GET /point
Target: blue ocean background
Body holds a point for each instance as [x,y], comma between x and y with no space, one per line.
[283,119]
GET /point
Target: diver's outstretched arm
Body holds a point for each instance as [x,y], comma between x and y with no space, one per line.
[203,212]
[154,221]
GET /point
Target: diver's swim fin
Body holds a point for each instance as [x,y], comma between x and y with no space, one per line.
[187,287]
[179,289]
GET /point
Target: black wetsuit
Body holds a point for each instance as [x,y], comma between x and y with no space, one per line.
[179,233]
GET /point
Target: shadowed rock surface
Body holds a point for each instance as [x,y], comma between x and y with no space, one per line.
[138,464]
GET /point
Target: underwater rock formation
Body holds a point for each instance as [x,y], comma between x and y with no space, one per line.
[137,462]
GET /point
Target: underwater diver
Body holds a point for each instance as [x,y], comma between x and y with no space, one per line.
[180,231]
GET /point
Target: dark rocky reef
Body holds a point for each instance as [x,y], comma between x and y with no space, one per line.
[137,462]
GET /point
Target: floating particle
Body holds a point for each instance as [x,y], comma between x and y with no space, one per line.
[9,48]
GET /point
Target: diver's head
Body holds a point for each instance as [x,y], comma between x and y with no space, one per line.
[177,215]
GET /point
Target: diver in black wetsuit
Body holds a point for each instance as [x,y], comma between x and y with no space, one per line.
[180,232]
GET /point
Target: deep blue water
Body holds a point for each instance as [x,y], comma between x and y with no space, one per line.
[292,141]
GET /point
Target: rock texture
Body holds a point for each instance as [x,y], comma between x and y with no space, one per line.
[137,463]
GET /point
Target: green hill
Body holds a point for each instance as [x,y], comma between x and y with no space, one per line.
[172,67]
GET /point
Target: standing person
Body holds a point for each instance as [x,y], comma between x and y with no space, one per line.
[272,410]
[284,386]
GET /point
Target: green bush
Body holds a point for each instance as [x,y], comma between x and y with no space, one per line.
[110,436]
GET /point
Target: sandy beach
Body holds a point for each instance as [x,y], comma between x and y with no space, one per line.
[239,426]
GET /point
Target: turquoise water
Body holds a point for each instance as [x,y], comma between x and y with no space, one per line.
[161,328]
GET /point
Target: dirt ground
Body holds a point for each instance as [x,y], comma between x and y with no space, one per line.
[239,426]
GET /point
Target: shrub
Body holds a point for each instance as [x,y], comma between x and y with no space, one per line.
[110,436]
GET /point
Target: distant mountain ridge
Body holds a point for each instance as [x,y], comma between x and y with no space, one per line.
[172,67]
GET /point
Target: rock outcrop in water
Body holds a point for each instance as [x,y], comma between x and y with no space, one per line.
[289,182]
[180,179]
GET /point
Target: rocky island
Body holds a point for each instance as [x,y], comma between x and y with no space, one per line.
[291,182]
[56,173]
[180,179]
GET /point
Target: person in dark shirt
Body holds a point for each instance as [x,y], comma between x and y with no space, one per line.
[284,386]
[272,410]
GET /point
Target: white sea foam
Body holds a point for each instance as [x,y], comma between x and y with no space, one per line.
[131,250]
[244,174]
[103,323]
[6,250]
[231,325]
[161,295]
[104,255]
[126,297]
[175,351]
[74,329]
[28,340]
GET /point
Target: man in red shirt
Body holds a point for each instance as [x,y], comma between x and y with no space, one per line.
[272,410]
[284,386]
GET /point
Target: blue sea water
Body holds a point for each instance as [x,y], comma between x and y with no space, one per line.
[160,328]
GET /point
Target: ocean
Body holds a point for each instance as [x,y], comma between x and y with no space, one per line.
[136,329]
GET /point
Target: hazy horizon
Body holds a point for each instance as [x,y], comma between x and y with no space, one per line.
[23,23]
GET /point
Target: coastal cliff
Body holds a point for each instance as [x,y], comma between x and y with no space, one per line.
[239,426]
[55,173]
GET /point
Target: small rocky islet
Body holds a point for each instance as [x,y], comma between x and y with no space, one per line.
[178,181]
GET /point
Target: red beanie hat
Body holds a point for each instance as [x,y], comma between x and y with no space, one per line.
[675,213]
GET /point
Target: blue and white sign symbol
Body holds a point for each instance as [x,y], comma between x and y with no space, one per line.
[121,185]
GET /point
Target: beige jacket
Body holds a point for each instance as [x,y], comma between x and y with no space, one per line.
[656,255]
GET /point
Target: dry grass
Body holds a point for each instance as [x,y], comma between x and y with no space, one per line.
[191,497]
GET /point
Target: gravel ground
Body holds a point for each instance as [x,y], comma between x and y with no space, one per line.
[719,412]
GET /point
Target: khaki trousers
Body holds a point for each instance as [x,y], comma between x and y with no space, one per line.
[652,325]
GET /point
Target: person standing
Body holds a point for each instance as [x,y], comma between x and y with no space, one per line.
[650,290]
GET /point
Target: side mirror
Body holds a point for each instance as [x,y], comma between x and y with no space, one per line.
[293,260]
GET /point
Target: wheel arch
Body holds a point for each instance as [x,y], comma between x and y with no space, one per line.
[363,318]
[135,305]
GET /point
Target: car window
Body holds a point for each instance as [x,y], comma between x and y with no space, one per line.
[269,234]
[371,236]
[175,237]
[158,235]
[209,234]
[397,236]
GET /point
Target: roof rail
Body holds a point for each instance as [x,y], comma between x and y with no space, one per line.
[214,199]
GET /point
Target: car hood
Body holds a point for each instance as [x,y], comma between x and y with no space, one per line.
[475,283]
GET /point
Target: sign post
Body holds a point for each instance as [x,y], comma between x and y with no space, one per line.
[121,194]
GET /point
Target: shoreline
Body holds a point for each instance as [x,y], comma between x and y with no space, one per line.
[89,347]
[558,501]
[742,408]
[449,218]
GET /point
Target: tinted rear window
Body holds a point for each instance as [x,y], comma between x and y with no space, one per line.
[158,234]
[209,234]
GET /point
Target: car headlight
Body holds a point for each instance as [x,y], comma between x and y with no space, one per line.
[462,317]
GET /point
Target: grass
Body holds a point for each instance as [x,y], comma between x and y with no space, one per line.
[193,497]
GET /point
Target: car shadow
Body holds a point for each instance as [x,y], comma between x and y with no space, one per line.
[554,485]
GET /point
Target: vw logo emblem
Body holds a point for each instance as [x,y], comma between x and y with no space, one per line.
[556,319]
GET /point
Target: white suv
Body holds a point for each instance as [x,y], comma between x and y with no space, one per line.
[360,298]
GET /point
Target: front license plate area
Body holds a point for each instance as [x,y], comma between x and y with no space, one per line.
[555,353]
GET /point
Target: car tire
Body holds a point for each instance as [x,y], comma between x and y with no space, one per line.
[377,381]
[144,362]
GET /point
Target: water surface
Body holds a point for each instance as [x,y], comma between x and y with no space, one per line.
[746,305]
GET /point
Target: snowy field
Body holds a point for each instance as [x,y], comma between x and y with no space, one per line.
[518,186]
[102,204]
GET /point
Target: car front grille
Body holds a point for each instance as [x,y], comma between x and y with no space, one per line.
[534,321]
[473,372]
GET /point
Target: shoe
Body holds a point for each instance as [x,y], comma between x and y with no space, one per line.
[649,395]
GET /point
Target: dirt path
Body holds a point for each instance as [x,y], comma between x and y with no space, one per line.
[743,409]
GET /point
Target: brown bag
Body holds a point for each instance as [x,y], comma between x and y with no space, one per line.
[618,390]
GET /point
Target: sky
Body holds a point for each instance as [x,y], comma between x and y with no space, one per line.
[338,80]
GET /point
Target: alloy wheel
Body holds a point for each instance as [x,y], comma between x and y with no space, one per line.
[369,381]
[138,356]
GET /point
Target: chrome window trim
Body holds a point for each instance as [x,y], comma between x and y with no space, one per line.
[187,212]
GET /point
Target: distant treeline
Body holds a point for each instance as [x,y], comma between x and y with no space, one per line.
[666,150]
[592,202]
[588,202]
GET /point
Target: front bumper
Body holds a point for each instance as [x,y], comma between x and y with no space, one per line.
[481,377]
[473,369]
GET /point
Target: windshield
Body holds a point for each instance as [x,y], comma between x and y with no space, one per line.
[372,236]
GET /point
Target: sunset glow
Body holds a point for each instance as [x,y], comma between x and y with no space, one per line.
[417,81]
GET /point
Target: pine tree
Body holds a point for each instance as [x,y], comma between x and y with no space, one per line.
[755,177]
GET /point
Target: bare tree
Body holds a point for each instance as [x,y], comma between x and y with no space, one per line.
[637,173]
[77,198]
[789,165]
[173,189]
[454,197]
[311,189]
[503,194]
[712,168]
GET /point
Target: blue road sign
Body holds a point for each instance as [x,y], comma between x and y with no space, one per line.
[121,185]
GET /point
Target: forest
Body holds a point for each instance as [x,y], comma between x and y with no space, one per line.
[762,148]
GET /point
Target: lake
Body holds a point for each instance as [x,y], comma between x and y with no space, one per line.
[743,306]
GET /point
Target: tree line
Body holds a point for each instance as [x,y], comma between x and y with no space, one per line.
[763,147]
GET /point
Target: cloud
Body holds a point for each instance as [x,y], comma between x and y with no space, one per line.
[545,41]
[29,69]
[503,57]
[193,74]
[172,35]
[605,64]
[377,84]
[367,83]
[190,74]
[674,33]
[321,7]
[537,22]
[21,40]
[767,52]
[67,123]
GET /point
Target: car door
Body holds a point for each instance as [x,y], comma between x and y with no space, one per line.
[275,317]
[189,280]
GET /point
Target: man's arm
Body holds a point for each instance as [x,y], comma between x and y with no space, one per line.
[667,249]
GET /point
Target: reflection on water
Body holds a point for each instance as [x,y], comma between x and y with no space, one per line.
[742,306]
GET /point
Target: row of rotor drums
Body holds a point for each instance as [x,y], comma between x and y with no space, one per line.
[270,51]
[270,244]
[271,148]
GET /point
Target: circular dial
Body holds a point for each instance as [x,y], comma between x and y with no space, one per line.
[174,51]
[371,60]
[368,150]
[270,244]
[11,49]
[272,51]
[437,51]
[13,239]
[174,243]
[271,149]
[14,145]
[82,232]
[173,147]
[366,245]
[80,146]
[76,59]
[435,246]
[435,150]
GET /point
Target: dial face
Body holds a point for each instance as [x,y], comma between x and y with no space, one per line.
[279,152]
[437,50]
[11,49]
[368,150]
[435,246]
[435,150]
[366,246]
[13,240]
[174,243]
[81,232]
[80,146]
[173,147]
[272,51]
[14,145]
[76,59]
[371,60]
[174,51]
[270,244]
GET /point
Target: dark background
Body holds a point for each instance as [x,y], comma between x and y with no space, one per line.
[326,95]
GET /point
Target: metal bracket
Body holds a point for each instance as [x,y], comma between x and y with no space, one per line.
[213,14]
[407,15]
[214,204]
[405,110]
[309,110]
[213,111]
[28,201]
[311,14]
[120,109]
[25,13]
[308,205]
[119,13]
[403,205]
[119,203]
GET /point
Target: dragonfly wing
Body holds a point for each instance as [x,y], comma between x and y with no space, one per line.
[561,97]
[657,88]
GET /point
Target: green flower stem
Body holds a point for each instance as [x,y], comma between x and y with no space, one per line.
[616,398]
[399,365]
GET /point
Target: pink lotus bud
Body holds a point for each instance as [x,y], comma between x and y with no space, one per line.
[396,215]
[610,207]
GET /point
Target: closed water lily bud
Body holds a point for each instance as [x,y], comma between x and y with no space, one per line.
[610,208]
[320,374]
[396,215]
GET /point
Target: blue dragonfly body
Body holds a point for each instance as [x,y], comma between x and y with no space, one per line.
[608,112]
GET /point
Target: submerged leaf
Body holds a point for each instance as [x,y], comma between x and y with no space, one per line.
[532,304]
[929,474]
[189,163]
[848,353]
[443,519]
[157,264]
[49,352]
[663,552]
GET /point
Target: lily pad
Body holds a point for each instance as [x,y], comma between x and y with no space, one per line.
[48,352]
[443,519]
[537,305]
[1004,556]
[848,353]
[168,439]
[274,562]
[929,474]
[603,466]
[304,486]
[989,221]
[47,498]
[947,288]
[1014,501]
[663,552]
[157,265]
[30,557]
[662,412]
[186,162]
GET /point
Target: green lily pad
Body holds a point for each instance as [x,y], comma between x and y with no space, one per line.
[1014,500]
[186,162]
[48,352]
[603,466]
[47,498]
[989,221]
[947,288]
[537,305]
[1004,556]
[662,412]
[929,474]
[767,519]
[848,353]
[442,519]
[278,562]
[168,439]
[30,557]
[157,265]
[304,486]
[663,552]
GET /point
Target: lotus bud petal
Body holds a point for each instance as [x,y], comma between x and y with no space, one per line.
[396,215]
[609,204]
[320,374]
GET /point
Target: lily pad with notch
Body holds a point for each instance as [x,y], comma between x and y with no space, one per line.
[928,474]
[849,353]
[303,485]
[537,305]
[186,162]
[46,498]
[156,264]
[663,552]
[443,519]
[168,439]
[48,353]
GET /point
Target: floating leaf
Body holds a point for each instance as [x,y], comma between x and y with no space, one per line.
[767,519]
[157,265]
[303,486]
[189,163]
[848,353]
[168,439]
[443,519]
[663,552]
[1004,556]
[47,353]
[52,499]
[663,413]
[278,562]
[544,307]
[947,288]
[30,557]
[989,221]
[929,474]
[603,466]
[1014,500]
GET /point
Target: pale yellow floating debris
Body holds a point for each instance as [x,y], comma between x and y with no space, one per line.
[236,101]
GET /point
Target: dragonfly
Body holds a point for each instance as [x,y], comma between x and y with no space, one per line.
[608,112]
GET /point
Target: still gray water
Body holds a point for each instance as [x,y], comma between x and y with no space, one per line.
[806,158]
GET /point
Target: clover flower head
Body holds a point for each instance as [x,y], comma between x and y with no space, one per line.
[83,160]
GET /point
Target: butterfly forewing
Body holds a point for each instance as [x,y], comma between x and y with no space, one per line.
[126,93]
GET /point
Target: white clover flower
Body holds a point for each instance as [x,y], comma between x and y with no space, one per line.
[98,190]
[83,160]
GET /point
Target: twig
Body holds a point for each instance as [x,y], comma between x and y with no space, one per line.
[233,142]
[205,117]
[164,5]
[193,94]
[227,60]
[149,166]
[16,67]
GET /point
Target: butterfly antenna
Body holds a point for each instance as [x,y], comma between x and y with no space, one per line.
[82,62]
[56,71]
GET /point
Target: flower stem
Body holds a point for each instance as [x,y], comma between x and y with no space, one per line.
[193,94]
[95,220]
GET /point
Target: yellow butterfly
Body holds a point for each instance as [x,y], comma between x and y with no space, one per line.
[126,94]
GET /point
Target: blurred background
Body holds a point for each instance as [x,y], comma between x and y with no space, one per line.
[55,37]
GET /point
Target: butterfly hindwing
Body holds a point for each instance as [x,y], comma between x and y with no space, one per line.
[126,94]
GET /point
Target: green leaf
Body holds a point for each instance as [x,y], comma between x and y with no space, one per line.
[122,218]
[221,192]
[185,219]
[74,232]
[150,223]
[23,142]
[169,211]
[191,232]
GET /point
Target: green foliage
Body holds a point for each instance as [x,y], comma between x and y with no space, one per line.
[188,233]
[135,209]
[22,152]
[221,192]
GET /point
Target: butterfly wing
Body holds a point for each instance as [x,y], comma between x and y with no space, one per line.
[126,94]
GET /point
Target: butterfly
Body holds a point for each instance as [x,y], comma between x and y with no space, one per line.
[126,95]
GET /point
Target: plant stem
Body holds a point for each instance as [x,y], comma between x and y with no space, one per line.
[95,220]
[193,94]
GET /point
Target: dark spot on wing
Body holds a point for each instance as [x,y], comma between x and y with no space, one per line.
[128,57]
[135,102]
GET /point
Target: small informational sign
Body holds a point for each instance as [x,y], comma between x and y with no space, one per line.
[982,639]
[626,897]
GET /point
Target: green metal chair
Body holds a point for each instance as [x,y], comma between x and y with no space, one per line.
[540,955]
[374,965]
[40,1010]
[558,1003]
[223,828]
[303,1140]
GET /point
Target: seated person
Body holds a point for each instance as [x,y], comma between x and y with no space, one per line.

#### [REQUIREMENT]
Pick out and copy every line in the rows above that contains the string "front". Matching is case-sensitive.

#### [ANSWER IN FULL]
Target: front license plate area
Target: car front grille
Target: front bumper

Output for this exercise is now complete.